--- Exercise prompt ---
Filter the entries below, keeping only lines with "reed".

# # #

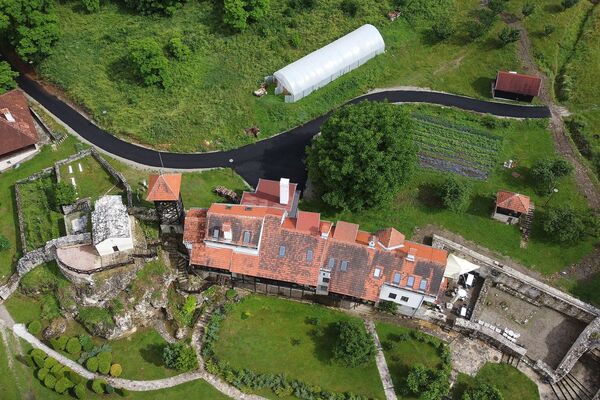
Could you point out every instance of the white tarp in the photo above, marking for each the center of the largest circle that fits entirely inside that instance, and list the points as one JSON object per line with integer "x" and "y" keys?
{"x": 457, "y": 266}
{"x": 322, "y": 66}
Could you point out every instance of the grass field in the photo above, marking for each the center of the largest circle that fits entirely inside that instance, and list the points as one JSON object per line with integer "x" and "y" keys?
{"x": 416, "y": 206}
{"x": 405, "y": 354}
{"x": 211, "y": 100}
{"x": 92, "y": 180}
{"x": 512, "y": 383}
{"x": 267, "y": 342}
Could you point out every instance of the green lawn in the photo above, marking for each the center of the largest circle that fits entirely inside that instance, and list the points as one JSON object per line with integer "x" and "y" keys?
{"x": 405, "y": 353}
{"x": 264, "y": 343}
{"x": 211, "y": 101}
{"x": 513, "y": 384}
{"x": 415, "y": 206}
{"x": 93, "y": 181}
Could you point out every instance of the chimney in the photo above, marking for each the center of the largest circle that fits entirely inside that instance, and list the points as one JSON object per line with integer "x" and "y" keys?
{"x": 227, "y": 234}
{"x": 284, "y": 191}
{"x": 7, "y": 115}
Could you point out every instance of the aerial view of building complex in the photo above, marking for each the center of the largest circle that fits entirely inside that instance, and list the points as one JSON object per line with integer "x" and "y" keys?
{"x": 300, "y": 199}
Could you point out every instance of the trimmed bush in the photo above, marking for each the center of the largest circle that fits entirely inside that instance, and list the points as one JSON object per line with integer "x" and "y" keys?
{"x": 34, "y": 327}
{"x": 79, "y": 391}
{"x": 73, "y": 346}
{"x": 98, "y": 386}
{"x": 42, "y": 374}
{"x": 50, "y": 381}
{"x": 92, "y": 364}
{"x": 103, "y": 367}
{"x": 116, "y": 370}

# # #

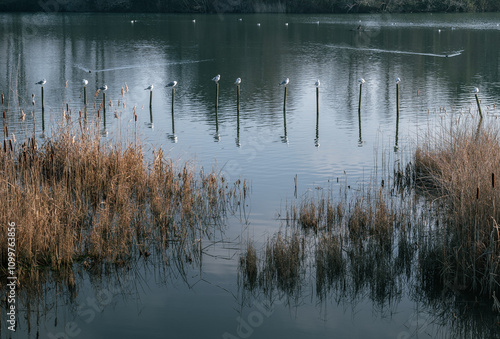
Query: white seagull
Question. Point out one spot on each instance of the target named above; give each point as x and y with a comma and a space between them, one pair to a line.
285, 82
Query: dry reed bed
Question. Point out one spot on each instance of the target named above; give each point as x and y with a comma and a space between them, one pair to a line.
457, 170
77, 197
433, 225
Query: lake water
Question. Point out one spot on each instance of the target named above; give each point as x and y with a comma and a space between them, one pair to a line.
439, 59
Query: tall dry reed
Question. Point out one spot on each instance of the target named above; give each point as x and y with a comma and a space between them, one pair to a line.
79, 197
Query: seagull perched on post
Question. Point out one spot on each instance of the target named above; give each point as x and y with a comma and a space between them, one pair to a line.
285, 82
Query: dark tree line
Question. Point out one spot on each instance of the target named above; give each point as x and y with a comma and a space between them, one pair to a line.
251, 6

# # #

--- Finished task ---
Query: dry reed bed
Query: tall dry reed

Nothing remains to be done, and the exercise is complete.